Now fully grown, Robert spends his days working as a British Sign Language interpreter and his spare days working out what he can be fixing, building, or generally turning into a verb. Even his car boot is equipped for a doing word, carrying as it did a fine hank of rope, which, he assured me as we drove deeper into the Scottish wilderness, was for making swings with his ever-patient family. Although he loves his current career, Robert’s route even to its gate was meandering at best. From market trader to scaffolder with some labours of love in between, he hung up his helmet on a whim one afternoon and turned his hand towards the communication industry instead. Did I say meandering? I think I meant marauding. If you’re thinking, now there’s a man with some stories, you’d be picking up a medal for intuition. But be careful how far you trust it because after each narrative, there’s a brief pause, while you wait for Robert either to laugh or nod sagely, as an indication of how gullible you’ve been to believe the tale. As evidence of a life lived though, he is positively anecdotal.

Driving towards the foot of Stob Binnein, our Munro of choice for my first bagging, Robert explained the importance of river-bends for energy production, how to fool traffic lights, and why I shouldn’t be wearing jeans to climb over 3,000 feet of mountain. There was wisdom in there, but I had to pick through the wit to find it.

As Munros go, Stob Binnein from Inverlochlarig isn’t an entry level scale. There’s the immediate 700-metre sheer start, the patches of surreptitious bog, and all before you reach the Narnian landscape at its snow-covered peak. But, of course, I had Mr Tumnus to lead me ever onwards. Honestly, the man is as sure-footed as any literary faun. From the outset, as we climbed the stile that announced the hill’s presence at 10 o’clock in bright sunshine, Robert forged ahead, soles finding footholds in the ascending scrub that this novice couldn’t spy with night vision goggles and a licence to kill. But, for once, I gladly just followed.

[Recorded data]

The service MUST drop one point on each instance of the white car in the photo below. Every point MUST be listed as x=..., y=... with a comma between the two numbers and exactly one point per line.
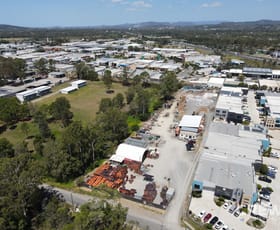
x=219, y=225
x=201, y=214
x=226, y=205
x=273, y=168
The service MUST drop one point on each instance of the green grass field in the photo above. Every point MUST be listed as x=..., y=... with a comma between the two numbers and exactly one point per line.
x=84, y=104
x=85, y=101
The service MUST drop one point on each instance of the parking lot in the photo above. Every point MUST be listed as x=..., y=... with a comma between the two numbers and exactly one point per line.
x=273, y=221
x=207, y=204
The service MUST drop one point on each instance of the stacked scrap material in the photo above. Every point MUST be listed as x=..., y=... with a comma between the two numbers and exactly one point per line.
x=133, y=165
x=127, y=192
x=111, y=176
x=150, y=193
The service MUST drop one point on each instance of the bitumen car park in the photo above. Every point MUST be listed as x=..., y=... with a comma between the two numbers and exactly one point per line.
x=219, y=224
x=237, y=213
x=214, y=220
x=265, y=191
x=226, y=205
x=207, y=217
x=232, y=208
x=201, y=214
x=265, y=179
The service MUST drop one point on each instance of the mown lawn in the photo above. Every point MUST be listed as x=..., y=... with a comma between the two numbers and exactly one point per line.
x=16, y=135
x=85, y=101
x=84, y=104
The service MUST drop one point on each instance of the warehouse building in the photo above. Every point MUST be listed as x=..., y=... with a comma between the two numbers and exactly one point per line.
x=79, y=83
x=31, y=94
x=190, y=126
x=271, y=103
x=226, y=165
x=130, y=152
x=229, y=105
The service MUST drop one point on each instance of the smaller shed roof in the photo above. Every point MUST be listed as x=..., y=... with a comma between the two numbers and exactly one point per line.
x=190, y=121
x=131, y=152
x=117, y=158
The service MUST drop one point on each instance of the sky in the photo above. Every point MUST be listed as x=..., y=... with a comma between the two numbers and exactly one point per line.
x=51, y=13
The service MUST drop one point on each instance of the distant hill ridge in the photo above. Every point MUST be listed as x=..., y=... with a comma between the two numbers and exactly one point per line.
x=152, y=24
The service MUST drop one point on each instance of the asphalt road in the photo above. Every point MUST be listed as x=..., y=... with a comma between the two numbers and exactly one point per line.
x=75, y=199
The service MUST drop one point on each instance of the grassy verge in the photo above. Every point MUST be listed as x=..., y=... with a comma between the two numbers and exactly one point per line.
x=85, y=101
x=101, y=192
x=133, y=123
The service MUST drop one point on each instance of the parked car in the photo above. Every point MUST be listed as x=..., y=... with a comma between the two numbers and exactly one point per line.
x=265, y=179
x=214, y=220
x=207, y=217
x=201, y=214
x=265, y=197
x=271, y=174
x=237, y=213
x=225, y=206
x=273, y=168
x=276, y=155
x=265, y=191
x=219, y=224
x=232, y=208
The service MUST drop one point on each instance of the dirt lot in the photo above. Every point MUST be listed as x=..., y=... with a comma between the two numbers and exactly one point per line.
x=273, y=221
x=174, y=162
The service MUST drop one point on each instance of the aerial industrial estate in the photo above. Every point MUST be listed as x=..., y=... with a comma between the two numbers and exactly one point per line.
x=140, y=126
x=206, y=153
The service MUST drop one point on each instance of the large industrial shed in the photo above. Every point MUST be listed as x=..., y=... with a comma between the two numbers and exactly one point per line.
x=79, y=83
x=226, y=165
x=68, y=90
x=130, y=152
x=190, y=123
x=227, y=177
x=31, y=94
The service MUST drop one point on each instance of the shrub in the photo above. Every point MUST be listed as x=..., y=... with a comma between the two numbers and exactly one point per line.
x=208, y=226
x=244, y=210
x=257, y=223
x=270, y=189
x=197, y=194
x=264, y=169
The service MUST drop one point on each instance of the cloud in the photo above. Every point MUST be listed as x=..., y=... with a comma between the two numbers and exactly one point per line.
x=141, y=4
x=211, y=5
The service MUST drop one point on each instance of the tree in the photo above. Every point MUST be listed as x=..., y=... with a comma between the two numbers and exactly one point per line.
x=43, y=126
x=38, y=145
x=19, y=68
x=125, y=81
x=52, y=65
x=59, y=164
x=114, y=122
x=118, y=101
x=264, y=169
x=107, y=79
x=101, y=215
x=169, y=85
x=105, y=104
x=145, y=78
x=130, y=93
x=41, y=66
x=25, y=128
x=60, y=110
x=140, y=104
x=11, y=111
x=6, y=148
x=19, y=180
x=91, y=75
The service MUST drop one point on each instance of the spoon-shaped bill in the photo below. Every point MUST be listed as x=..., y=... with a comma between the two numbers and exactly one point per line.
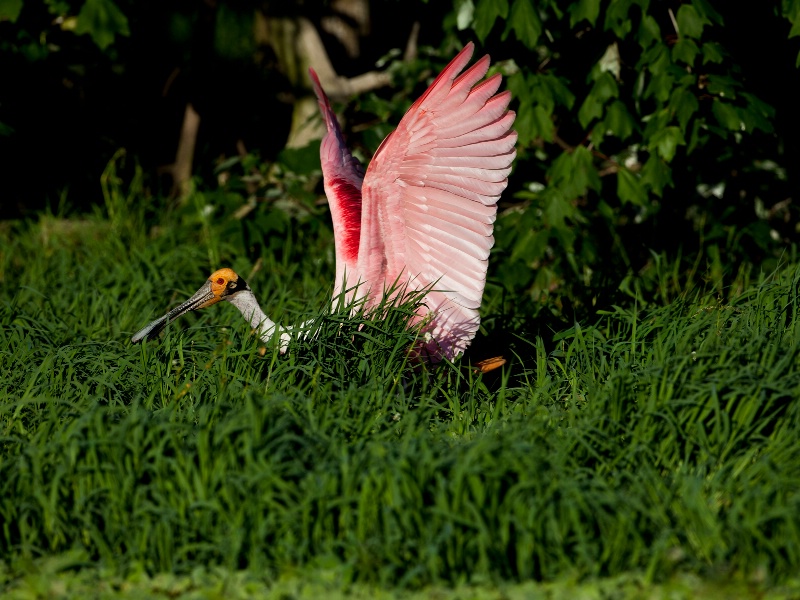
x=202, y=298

...

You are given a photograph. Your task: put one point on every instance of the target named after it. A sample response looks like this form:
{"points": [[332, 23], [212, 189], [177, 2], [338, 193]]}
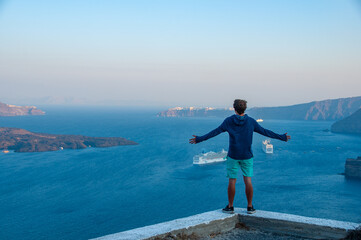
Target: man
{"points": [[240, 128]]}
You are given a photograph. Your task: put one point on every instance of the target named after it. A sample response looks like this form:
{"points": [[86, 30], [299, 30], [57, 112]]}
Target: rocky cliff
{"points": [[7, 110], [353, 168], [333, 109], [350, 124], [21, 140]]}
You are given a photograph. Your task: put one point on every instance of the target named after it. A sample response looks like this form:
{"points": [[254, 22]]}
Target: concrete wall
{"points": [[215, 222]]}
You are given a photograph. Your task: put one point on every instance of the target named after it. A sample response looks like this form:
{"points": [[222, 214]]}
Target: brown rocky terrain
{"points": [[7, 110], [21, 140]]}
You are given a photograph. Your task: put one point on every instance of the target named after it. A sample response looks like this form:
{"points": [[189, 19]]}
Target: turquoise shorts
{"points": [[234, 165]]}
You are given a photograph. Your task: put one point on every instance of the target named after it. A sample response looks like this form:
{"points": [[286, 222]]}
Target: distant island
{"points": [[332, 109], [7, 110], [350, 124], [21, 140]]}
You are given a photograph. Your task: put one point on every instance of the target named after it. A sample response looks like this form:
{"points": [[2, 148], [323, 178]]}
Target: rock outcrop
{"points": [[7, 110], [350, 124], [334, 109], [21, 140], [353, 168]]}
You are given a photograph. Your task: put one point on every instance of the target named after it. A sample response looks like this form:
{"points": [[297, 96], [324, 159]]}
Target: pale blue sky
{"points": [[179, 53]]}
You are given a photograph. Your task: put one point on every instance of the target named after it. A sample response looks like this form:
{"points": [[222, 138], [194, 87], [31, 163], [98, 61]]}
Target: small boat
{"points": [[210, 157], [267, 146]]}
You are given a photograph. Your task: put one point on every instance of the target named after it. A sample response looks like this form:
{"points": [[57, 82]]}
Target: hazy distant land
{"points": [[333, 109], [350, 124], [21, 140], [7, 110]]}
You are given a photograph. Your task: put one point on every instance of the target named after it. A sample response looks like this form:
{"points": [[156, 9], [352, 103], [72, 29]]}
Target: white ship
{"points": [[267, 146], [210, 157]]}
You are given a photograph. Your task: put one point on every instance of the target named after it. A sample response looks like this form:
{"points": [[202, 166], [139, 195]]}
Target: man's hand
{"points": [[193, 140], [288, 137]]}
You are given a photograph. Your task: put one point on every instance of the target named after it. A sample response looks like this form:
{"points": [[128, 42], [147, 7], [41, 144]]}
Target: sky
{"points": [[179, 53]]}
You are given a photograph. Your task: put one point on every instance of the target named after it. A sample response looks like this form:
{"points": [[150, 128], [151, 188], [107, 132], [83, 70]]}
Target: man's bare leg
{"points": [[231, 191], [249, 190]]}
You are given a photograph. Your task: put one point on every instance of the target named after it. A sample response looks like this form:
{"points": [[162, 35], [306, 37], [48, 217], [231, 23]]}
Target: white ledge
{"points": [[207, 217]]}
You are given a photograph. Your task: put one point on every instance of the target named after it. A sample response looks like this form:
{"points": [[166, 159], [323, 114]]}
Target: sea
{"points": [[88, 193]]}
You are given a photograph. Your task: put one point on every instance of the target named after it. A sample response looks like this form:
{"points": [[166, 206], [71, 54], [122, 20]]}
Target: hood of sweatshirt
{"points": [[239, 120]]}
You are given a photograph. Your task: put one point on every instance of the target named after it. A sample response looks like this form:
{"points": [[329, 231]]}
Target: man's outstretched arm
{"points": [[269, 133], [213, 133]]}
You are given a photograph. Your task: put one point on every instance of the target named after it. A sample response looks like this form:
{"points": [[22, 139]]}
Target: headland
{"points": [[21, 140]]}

Using the information =>
[1] In the account of climbing Stob Binnein, shorten the paragraph beginning "As Munros go" while keeping its main facts.
[2] Continue the account of the Stob Binnein climb from its final sentence.

Answers =>
[1] Stob Binnein from Inverlochlarig is not an entry-level climb. It has a sheer 700-metre start and hidden patches of bog before a snow-covered, Narnian-looking peak. Robert, as sure-footed as Mr Tumnus, led the way from the stile at 10 o'clock in bright sunshine. He found footholds in the scrub that the novice writer could not spot, and the writer gladly followed.

[2]
Before long we were picking our way upwards, stripping off then piling back on layers of clothing, as both our own temperatures and the environment’s fluctuated wildly. Once in a while – fine, thrice in a while – as legs tired or gradients further steepened, we two would pause for a moment’s respite, allowing ourselves the time to marvel at how far we’d come and at the landscape’s shifting perspective with every extra step travelled. And marvel we truly did. Whether looking across towards Lochs Doine and Voil, down the hill’s spectacular snow-covered ridge, or up and over to its sister, Ben More, there’s no shielding your eyes from a spectacle on any side. No matter the pixel count, mega or nay, no camera’s lens could capture the sensory experience that greeted us on every turn. Silence like no-one has ever heard, beauty untouched and sights unseen; how can one portray that with words? Inadequately, that’s how.

I won’t lie, because I don’t get paid any extra for it, climbing all 1,165 metres of Stob Binnein was tough. Not only was the terrain difficult, it was changeable, meaning I’d only become used to scrabbling across rocks in time for the land to level out and turn instead to calf-deep mud – or, towards the end of the hike, snow. Even the descent, albeit a damn sight quicker than its uphill counterpart, posed a challenge: namely, how not to break an ankle as you rolling stone your way back down through the moss.

But all of it, every breath-taking, tibia-risking second of that four-and-a-half hour clamber, was worth the gamble for that moment of triumph when I placed my pebble atop the waiting cairn, peered through the drifting snowflakes at the vista beyond, and bagged the hell out of Stob Binnein. Sure, I nearly lost a finger trying to tie a shoelace while the frost bit, but I also watched deer grazing in the glen, looked down on bright white hilltops without my feet leaving the ground, and waved to tiny people – far away, not Lilliputian – in their own victories on nearby peaks.

At times we lost the path, at times there was no path to lose, but it didn’t quite matter anyway. As long as we kept heading skywards, the course we plotted was just as legitimate as that of those gone before us, and might act as guide for those still to come. And as direction goes, surely that’s as much sense as is ever really required.